[BEGIN]
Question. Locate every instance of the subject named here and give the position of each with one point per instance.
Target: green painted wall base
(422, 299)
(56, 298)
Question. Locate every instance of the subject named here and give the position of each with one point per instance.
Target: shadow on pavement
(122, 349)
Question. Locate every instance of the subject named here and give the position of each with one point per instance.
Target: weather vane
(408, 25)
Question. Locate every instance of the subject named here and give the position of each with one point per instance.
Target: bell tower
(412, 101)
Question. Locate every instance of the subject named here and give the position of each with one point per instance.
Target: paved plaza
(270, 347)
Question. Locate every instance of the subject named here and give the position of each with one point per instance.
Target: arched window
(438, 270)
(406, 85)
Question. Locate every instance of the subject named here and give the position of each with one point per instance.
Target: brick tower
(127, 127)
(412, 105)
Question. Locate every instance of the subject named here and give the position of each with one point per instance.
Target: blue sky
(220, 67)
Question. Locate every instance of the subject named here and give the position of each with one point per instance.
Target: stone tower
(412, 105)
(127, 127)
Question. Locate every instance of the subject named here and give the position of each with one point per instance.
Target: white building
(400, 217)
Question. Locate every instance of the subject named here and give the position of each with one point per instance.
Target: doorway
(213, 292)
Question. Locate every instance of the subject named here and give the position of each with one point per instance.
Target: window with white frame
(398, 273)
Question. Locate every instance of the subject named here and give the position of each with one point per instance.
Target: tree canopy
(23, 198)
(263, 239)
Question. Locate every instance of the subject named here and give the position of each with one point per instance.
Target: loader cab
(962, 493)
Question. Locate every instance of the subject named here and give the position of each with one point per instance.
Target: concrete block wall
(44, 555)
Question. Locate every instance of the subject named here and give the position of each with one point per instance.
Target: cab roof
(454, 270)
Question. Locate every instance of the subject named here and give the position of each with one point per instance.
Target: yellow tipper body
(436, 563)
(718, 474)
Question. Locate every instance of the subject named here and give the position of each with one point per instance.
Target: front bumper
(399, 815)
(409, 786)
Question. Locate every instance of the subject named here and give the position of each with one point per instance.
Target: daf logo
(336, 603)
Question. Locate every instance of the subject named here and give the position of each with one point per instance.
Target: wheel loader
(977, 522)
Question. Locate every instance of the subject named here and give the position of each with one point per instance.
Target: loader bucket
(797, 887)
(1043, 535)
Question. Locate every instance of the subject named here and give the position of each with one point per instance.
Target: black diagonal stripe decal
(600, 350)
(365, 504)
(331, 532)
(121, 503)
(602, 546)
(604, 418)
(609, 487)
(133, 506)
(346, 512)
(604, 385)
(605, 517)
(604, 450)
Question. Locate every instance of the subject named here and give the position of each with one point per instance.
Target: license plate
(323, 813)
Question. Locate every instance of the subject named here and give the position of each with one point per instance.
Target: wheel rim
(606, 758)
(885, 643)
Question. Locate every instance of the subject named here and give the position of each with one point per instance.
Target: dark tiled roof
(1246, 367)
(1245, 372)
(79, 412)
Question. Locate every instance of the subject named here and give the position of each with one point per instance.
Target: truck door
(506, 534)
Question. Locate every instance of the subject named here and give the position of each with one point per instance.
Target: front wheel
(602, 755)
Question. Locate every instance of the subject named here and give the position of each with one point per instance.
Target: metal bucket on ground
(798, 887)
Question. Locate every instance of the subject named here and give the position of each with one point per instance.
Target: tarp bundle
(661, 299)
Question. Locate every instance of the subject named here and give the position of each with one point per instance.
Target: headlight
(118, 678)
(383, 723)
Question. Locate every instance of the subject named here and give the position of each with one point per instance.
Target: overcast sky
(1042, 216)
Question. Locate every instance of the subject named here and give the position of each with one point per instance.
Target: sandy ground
[END]
Copy each entry exactly, with nothing added or dropped.

Question. Locate every instance of the subject named here and give the position of each with one point per instance.
Target: green painted wall base
(422, 299)
(56, 298)
Question. Locate every instance of the subject named here and give the position of each with one point per instance.
Target: shadow on pavement
(122, 349)
Question. Locate every instance of the subject named here and give the position of each with one point per instance.
Target: weather vane
(408, 25)
Question. Locate every instance of the subject named here and give the position of each with one point per instance.
Target: bell tower
(412, 101)
Question. Locate every instance of the subject named here and give the position of each with one point per instance.
Target: paved plaza
(270, 347)
Question. Locate every instance of the subject named here and give the position of each with one point per instance.
Target: arched window
(438, 270)
(406, 85)
Question. Locate every instance of the subject named here and give the position of each with one point per instance.
Target: brick tower
(127, 127)
(412, 105)
Question. Locate every instance of the subject named here and give the position of each with one point per instance.
Target: blue sky
(220, 67)
Question. Locate every instance of the subject named here and give the position of each with one point per instance.
Target: stone tower
(412, 105)
(127, 127)
Question. Locate every instance of the subject named here and give the position of each with one point per instance.
Target: white building
(400, 217)
Question. Locate every instance of the subject named here and give the position of each with one point per instance.
Target: doorway
(213, 292)
Question. Locate every instance of the subject named here and give the position of each with one point per instance.
Target: window with white frame
(398, 273)
Question. Locate every instance of the subject named here and give the position of each with one point per instance.
Target: tree canopy
(23, 198)
(263, 239)
Question. Locate every instance of the subject named here and give the position of each with one point per instance.
Target: loader cab
(962, 493)
Question. Locate every instance of the subject named here and give the position of each with one point per instance.
Target: concrete block wall
(44, 555)
Question. Locate every instance of the subject named here and give the position of each with one point per instance.
Target: cab roof
(454, 270)
Question. Locate every instance of the subject named here and give the position of each with one point per instance.
Target: yellow tipper body
(436, 563)
(718, 474)
Question. Locate every instance of the subject named here and give the position of each with one point per instance.
Target: front bumper
(399, 815)
(409, 786)
Question. Locate every instance of the subject named here and give the position of each with one point per instance.
Target: daf logo
(336, 603)
Question. Locate every instance of the subject named here and give the position of each with one point per instance.
Target: wheel loader
(977, 522)
Question. Locate every instance of the subject named here and give the position of each with one point per instance.
Target: loader bucket
(797, 887)
(1043, 535)
Question. Locate every instance of the subject named here and give the position of each with one point per instance.
Target: black diagonal stripe decal
(600, 350)
(365, 504)
(331, 532)
(121, 503)
(602, 546)
(604, 418)
(609, 487)
(133, 506)
(346, 512)
(604, 385)
(605, 517)
(604, 450)
Question. Locate every instance of the subject named here and give the position of each with one point per instance.
Target: license plate
(323, 813)
Question. Locate every instance of the subject named here and give the position of each with one point per instance.
Target: wheel rim
(606, 758)
(885, 643)
Question. Locate every instance of the subject named here and give the position of each with one point per instance.
Target: dark tiled roof
(1246, 367)
(1245, 372)
(79, 412)
Question. Locate every instance of the subject named here and give the position of each with one point per instance.
Target: truck door
(506, 534)
Question. Locate every instance of the subject named here and give the position of each with one point per instance.
Target: front wheel
(602, 755)
Question. Locate every instance of the subject named here and give the position of each with one point per instance.
Target: metal bucket on ground
(798, 887)
Question. Locate every instance of the subject named here and give the position of each with one point per instance.
Target: tarp bundle
(661, 299)
Question. Locate every instance of the subject named here and give the position of each with one point per instance.
Target: headlight
(118, 678)
(383, 723)
Question. Locate every instance of the subject named here and give the position of each with one point per instance.
Target: overcast sky
(1042, 216)
Question. Locate every instance of the subject named here and give the position of each with one point per instance.
Target: sandy ground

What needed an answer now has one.